▶ **Your instructions**: Convert everything from the start of the material down to the line containing "M 69 16 L 74", inclusive, into a numbered list. Omit blank lines and leave out the pictures.

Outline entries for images
···

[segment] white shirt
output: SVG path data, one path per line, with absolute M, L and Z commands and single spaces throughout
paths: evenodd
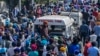
M 90 41 L 91 42 L 96 41 L 96 40 L 97 40 L 97 35 L 95 35 L 95 34 L 90 35 Z
M 99 49 L 97 47 L 90 47 L 87 52 L 88 56 L 98 56 Z

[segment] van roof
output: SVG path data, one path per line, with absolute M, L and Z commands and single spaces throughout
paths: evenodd
M 63 21 L 62 23 L 49 23 L 50 25 L 70 25 L 74 22 L 74 20 L 68 16 L 60 16 L 60 15 L 47 15 L 43 17 L 37 18 L 34 24 L 43 24 L 40 23 L 39 20 L 61 20 Z

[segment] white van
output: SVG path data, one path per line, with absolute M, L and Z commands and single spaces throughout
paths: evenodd
M 74 20 L 67 16 L 60 15 L 47 15 L 36 19 L 34 22 L 34 30 L 37 30 L 38 26 L 43 25 L 44 21 L 48 21 L 49 35 L 57 35 L 67 37 L 72 35 L 72 25 Z M 53 27 L 53 29 L 52 29 Z
M 69 16 L 74 19 L 78 26 L 82 25 L 82 13 L 81 12 L 61 12 L 62 16 Z

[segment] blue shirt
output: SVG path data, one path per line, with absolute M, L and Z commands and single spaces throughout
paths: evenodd
M 97 36 L 100 36 L 100 25 L 95 26 L 93 30 Z
M 28 53 L 28 56 L 39 56 L 39 53 L 38 53 L 38 51 L 30 51 Z

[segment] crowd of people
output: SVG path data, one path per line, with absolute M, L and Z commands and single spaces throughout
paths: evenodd
M 50 37 L 48 22 L 43 22 L 41 31 L 34 32 L 38 17 L 75 10 L 83 14 L 83 24 L 73 39 Z M 98 6 L 90 2 L 24 5 L 21 11 L 15 7 L 0 17 L 0 56 L 100 56 L 100 24 L 95 23 L 98 12 Z

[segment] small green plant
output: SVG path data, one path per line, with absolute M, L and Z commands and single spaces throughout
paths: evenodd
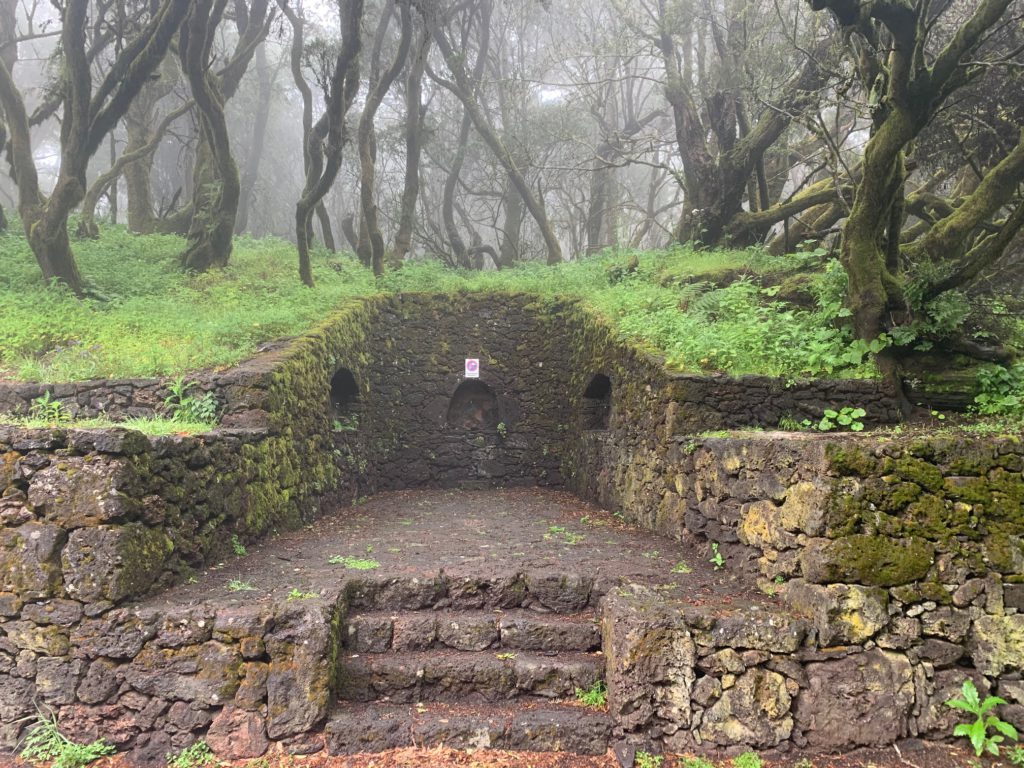
M 664 762 L 665 758 L 660 755 L 651 755 L 649 752 L 640 750 L 633 761 L 633 765 L 635 768 L 662 768 L 662 763 Z
M 584 707 L 591 707 L 595 710 L 603 710 L 608 703 L 608 688 L 603 680 L 598 680 L 587 689 L 575 689 L 577 700 Z
M 563 525 L 549 525 L 548 532 L 544 535 L 548 541 L 561 540 L 570 546 L 580 544 L 587 537 L 583 534 L 574 534 Z
M 715 566 L 715 570 L 721 570 L 725 567 L 725 557 L 718 549 L 718 542 L 711 543 L 711 558 L 708 562 Z
M 186 382 L 179 376 L 167 385 L 170 394 L 164 398 L 164 408 L 175 421 L 213 424 L 217 421 L 217 398 L 213 392 L 207 392 L 199 397 L 188 394 L 195 387 L 194 382 Z
M 865 416 L 867 416 L 867 412 L 862 408 L 844 406 L 839 411 L 826 408 L 822 412 L 821 420 L 817 424 L 809 419 L 804 419 L 801 424 L 807 428 L 813 427 L 819 432 L 831 432 L 842 429 L 849 429 L 851 432 L 862 432 L 864 430 L 864 422 L 861 419 Z
M 25 760 L 32 763 L 50 761 L 50 768 L 81 768 L 114 752 L 114 745 L 102 739 L 89 744 L 72 741 L 57 728 L 55 718 L 42 713 L 22 744 Z
M 331 429 L 335 432 L 354 432 L 359 428 L 358 414 L 343 414 L 331 421 Z
M 167 768 L 203 768 L 203 766 L 216 764 L 216 756 L 214 756 L 210 745 L 202 739 L 177 755 L 174 753 L 167 755 Z
M 756 752 L 744 752 L 732 759 L 732 768 L 761 768 L 761 756 Z
M 978 689 L 975 687 L 974 681 L 970 678 L 964 681 L 964 685 L 961 687 L 961 695 L 956 698 L 950 698 L 945 703 L 946 707 L 962 710 L 975 716 L 973 723 L 961 723 L 953 728 L 953 735 L 967 736 L 971 741 L 971 745 L 974 746 L 974 754 L 976 756 L 981 757 L 987 752 L 989 755 L 998 757 L 999 743 L 1004 738 L 1017 740 L 1017 729 L 1013 725 L 995 715 L 985 716 L 986 713 L 999 705 L 1005 705 L 1006 700 L 998 696 L 986 696 L 985 700 L 982 701 L 978 695 Z M 989 733 L 989 729 L 995 732 Z
M 344 565 L 349 570 L 373 570 L 381 564 L 369 557 L 353 557 L 352 555 L 332 555 L 328 559 L 331 565 Z
M 1024 364 L 988 366 L 978 371 L 974 410 L 982 416 L 1024 413 Z
M 799 432 L 804 429 L 804 424 L 797 421 L 790 415 L 785 415 L 779 418 L 778 428 L 786 432 Z
M 29 407 L 29 416 L 54 426 L 71 421 L 68 409 L 49 390 L 32 400 L 32 406 Z

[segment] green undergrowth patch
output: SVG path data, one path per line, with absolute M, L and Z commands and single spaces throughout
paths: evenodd
M 230 265 L 206 274 L 181 272 L 184 241 L 174 236 L 106 226 L 74 248 L 91 292 L 81 301 L 44 284 L 16 225 L 0 236 L 0 375 L 54 383 L 182 375 L 239 362 L 356 297 L 470 291 L 579 298 L 679 371 L 877 375 L 853 343 L 845 273 L 817 252 L 607 251 L 484 272 L 419 261 L 375 280 L 350 255 L 318 251 L 310 290 L 297 279 L 294 246 L 275 239 L 238 239 Z
M 160 417 L 125 419 L 123 421 L 96 418 L 54 422 L 50 419 L 35 419 L 29 416 L 10 416 L 8 414 L 0 414 L 0 424 L 12 424 L 15 427 L 25 427 L 26 429 L 110 429 L 111 427 L 119 427 L 132 429 L 153 437 L 169 434 L 201 434 L 209 432 L 214 427 L 209 422 L 180 421 Z

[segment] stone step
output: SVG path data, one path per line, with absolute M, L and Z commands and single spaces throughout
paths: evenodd
M 577 613 L 595 607 L 610 585 L 583 573 L 541 568 L 522 573 L 446 570 L 433 575 L 350 578 L 350 610 L 495 610 Z
M 338 697 L 350 701 L 502 701 L 516 696 L 565 698 L 604 679 L 600 653 L 505 651 L 346 654 Z
M 330 755 L 406 746 L 517 750 L 603 755 L 611 736 L 604 712 L 570 703 L 519 699 L 515 705 L 339 705 L 327 727 Z
M 429 648 L 593 651 L 601 647 L 601 626 L 593 613 L 374 611 L 348 617 L 344 645 L 352 653 Z

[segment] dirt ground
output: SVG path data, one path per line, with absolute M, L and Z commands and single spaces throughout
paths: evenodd
M 373 563 L 358 571 L 332 558 Z M 595 577 L 601 591 L 622 583 L 658 586 L 693 604 L 727 609 L 772 598 L 727 556 L 716 566 L 707 544 L 675 542 L 563 492 L 410 490 L 375 496 L 297 531 L 282 534 L 208 568 L 194 584 L 151 604 L 281 601 L 297 590 L 329 594 L 364 575 L 474 577 L 558 570 Z M 231 592 L 227 585 L 245 585 Z
M 726 757 L 708 756 L 716 768 L 732 768 Z M 703 768 L 688 762 L 685 756 L 667 756 L 649 768 Z M 223 768 L 620 768 L 609 751 L 601 757 L 525 752 L 462 752 L 442 748 L 432 750 L 393 750 L 376 755 L 352 755 L 330 758 L 267 756 L 258 760 L 219 763 Z M 639 764 L 637 764 L 639 765 Z M 20 760 L 0 758 L 0 768 L 27 768 Z M 763 756 L 764 768 L 1013 768 L 1009 759 L 976 759 L 959 744 L 924 743 L 908 739 L 885 750 L 858 750 L 845 755 L 791 753 Z M 104 758 L 93 768 L 134 768 L 124 756 Z M 195 768 L 199 768 L 196 766 Z

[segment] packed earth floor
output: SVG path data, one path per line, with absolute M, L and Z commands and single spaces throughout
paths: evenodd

···

▶ **The result**:
1. [segment] white shirt
2. output: SVG path data, one path per line, with absolute M, L and Z commands and single spaces throughout
3. paths: evenodd
4. M 90 41 L 91 42 L 96 41 L 96 40 L 97 40 L 97 35 L 95 35 L 95 34 L 90 35 Z
5. M 99 49 L 97 47 L 90 47 L 87 52 L 88 56 L 98 56 Z
6. [segment] van roof
7. output: SVG path data, one path per line, with absolute M, L and Z commands and single spaces throughout
8. paths: evenodd
9. M 63 21 L 62 23 L 49 23 L 50 25 L 70 25 L 74 22 L 74 20 L 68 16 L 60 16 L 60 15 L 47 15 L 43 17 L 37 18 L 34 24 L 43 24 L 40 23 L 39 20 L 61 20 Z
10. [segment] white van
11. output: SVG path data, one path per line, with absolute M, L and Z commands and single spaces throughout
12. paths: evenodd
13. M 74 20 L 67 16 L 60 15 L 47 15 L 36 19 L 34 22 L 34 30 L 37 30 L 38 26 L 43 25 L 44 21 L 48 21 L 49 35 L 57 35 L 67 37 L 72 35 L 72 25 Z M 53 27 L 53 29 L 52 29 Z
14. M 69 16 L 74 19 L 78 26 L 82 25 L 82 13 L 81 12 L 61 12 L 62 16 Z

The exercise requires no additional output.